**Exercise prompt**
Please render the data below as a Markdown table with the columns Row and Line, one numbered row for each nonblank line, leaving the pictures out.

** START Material provided **

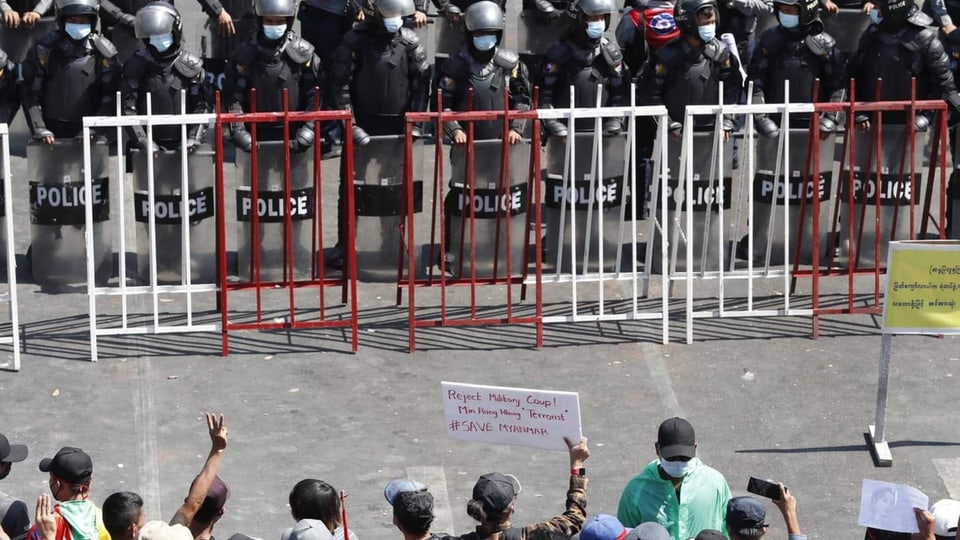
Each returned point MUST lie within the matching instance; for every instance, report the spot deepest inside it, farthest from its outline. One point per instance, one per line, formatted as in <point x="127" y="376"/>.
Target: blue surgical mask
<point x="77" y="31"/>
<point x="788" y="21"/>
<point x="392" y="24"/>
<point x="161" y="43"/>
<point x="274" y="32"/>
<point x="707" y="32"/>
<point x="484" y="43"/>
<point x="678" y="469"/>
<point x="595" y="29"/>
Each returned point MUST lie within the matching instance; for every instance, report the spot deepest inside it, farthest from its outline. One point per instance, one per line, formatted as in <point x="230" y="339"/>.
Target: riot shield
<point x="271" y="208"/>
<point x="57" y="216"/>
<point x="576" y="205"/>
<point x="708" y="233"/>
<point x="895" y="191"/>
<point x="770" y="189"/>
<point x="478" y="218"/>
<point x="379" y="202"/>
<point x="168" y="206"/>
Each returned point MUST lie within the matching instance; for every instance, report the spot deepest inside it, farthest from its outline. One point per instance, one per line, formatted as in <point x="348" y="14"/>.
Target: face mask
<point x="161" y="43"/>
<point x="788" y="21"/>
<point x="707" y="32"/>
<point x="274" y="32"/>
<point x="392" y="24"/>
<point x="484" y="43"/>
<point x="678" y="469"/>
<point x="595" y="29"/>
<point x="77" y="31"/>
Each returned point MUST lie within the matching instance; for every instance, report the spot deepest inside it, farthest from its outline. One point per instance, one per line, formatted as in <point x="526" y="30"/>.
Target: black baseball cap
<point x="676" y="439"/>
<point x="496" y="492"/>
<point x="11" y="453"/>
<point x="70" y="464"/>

** END Material provided **

**Exercise output**
| Row | Line |
|---|---|
| 1 | Each returned point MUST lie within the matching instance; for every instance, report the spot deepest inside it, farthest from its outline. One point per instance, one per line, formatted as in <point x="127" y="376"/>. |
| 2 | Target: blue surgical mask |
| 3 | <point x="77" y="31"/> |
| 4 | <point x="788" y="21"/> |
| 5 | <point x="392" y="24"/> |
| 6 | <point x="161" y="43"/> |
| 7 | <point x="274" y="32"/> |
| 8 | <point x="707" y="32"/> |
| 9 | <point x="484" y="43"/> |
| 10 | <point x="678" y="469"/> |
| 11 | <point x="595" y="29"/> |
| 12 | Each returned point MUST lie within the matching instance; for every instance, report the spot deepest inside it, farthest from its outline. One point per instance, one per line, formatted as in <point x="230" y="339"/>. |
| 13 | Target: riot shield |
| 14 | <point x="271" y="208"/> |
| 15 | <point x="57" y="216"/> |
| 16 | <point x="576" y="205"/> |
| 17 | <point x="708" y="233"/> |
| 18 | <point x="895" y="191"/> |
| 19 | <point x="770" y="189"/> |
| 20 | <point x="478" y="218"/> |
| 21 | <point x="379" y="202"/> |
| 22 | <point x="168" y="206"/> |
| 23 | Each returned point MUST lie within the matching instance; for every instance, report the spot deepest inside it, farthest from its outline. One point per instance, one per line, formatted as in <point x="348" y="14"/>. |
| 24 | Target: face mask |
| 25 | <point x="161" y="43"/> |
| 26 | <point x="788" y="21"/> |
| 27 | <point x="707" y="32"/> |
| 28 | <point x="274" y="32"/> |
| 29 | <point x="392" y="24"/> |
| 30 | <point x="484" y="43"/> |
| 31 | <point x="678" y="469"/> |
| 32 | <point x="595" y="29"/> |
| 33 | <point x="77" y="31"/> |
| 34 | Each returned point MUST lie within the matching instance; for every instance, report the spot deepest inside it, farthest from its outline. One point per instance, one per line, formatted as in <point x="526" y="30"/>. |
| 35 | Target: black baseball cap |
| 36 | <point x="676" y="439"/> |
| 37 | <point x="496" y="492"/> |
| 38 | <point x="11" y="453"/> |
| 39 | <point x="70" y="464"/> |